▶ _PASSAGE GIVEN_
At a glance
The number of nodes currently participating in the Galera synchronous-replication cluster, read straight from the wsrep_cluster_size status variable. For a DBA, this is the single most important “is my cluster whole?” signal that MariaDB has and that standalone MySQL does not. Galera keeps every node in lock-step, so the cluster only stays writable while a majority (quorum) of the configured nodes can see each other. If this number drops below what you provisioned, you have lost redundancy and may be one more node-loss away from the whole cluster going read-only.

▶ _DATA SHOWN_
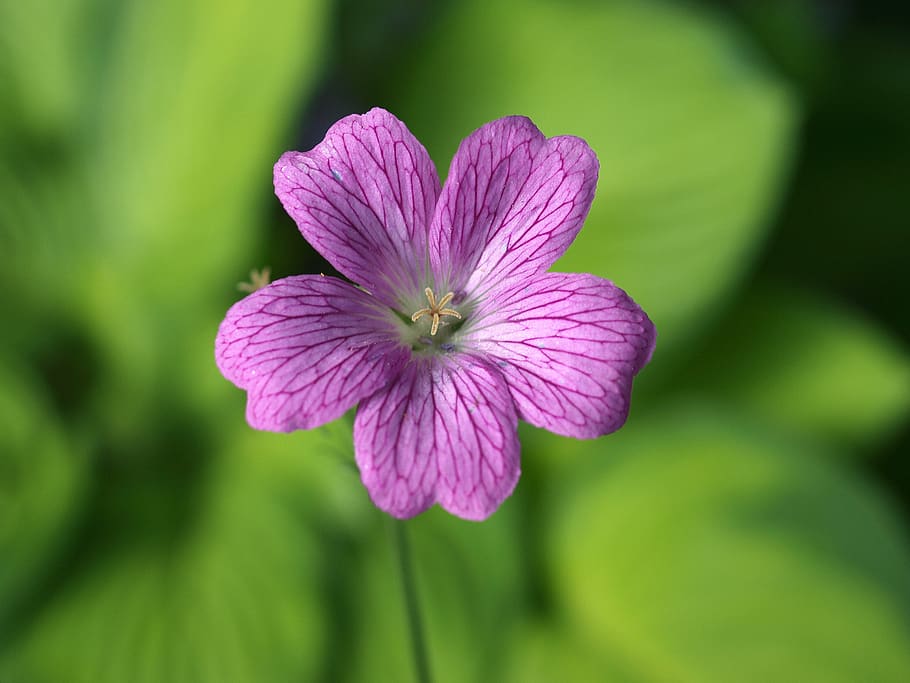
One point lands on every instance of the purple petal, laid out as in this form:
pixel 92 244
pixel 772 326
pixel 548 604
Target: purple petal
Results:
pixel 306 349
pixel 568 346
pixel 511 205
pixel 364 197
pixel 444 432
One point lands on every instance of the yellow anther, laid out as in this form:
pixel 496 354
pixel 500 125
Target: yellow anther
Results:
pixel 436 310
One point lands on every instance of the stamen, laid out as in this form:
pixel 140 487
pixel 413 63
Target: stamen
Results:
pixel 436 310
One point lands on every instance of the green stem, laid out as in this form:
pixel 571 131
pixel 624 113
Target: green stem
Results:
pixel 415 625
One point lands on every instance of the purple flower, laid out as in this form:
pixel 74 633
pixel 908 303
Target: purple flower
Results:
pixel 454 329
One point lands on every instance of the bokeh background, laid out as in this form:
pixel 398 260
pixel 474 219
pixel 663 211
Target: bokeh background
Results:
pixel 750 522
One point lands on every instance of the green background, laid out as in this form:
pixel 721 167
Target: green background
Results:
pixel 749 523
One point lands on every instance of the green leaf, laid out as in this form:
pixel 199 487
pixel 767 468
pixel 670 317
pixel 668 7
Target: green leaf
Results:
pixel 219 582
pixel 701 549
pixel 692 132
pixel 469 583
pixel 804 365
pixel 42 477
pixel 544 652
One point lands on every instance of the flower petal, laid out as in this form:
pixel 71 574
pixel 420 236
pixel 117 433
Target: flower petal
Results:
pixel 364 197
pixel 511 205
pixel 306 349
pixel 444 432
pixel 568 346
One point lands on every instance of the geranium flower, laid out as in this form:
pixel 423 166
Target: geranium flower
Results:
pixel 453 329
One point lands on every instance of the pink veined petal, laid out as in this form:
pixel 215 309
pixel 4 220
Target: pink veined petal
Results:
pixel 568 346
pixel 307 349
pixel 444 432
pixel 364 197
pixel 512 204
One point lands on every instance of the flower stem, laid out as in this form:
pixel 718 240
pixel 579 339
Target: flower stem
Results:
pixel 415 625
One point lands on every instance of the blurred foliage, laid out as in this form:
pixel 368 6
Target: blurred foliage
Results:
pixel 753 165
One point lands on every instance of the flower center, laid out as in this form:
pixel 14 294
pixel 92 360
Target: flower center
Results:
pixel 436 310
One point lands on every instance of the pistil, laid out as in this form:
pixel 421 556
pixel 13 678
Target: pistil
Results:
pixel 436 310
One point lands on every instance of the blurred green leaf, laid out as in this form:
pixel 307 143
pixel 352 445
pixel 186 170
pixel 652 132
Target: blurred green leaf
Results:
pixel 544 653
pixel 42 473
pixel 804 365
pixel 231 593
pixel 187 127
pixel 691 130
pixel 470 581
pixel 701 549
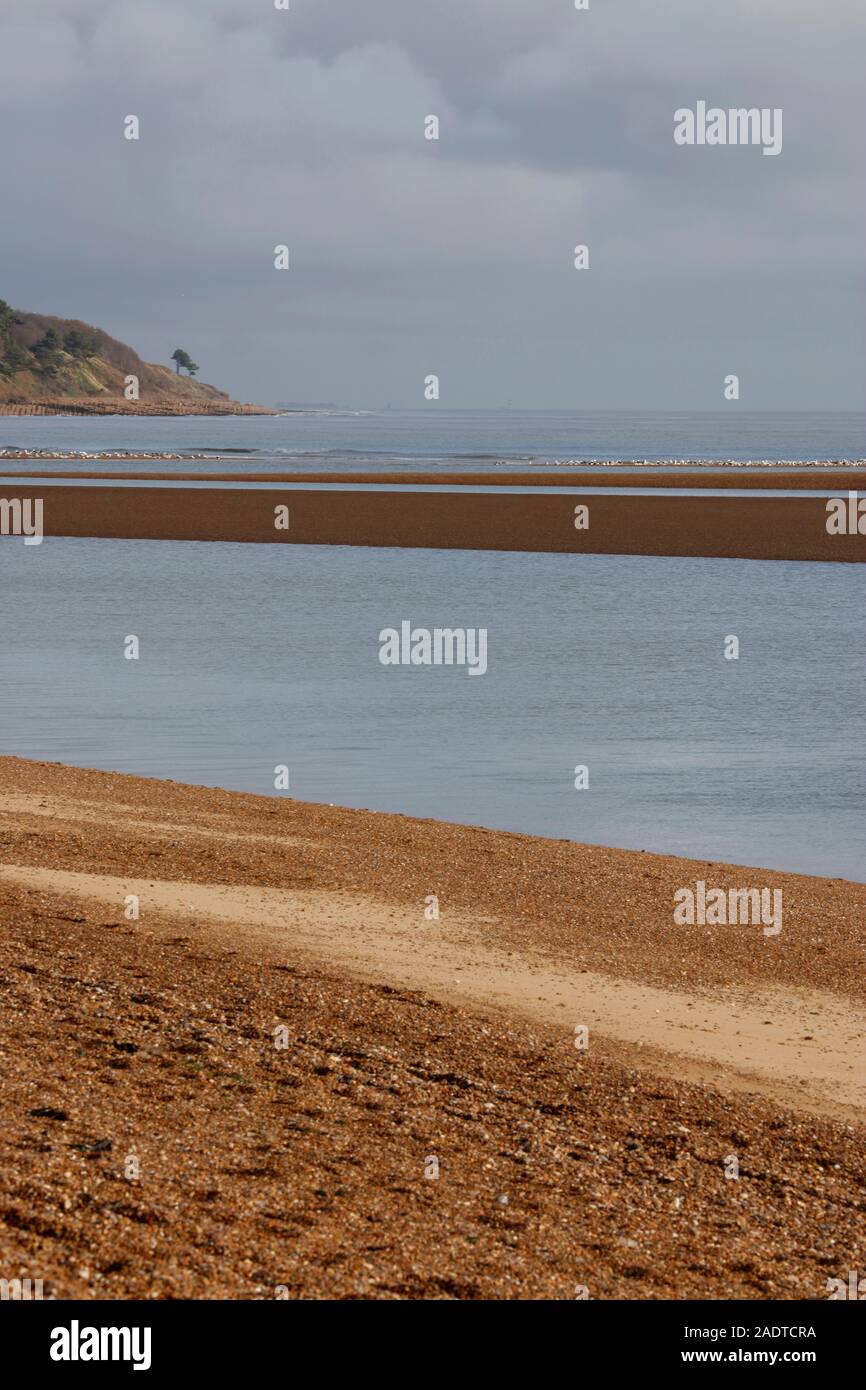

▶ _DIRECTIVES_
**a.** Please repeat part of the Galera cluster passage word for word: begin at the words "At a glance" and stop after "cluster going read-only.".
**b.** In the entries, take the lines from the one containing "One point lands on every instance of the pistil, laid" through the end of the entries, and write them out with "blurred green leaf" changed to "out-of-focus leaf" and all else left as is. Give only those lines, and leave the pictures out.
The entries and the Galera cluster passage were drawn from separate sources.

▶ _RESPONSES PER TASK_
**a.**
At a glance
The number of nodes currently participating in the Galera synchronous-replication cluster, read straight from the wsrep_cluster_size status variable. For a DBA, this is the single most important “is my cluster whole?” signal that MariaDB has and that standalone MySQL does not. Galera keeps every node in lock-step, so the cluster only stays writable while a majority (quorum) of the configured nodes can see each other. If this number drops below what you provisioned, you have lost redundancy and may be one more node-loss away from the whole cluster going read-only.

**b.**
One point lands on every instance of the pistil, laid out as in this form:
pixel 421 556
pixel 13 678
Target: pistil
Results:
pixel 436 310
One point lands on every instance of the out-of-focus leaf, laid out as in this form:
pixel 307 143
pixel 352 445
pixel 186 170
pixel 652 132
Target: out-of-focus leaf
Results:
pixel 544 653
pixel 42 473
pixel 804 365
pixel 231 593
pixel 187 127
pixel 691 130
pixel 470 581
pixel 701 549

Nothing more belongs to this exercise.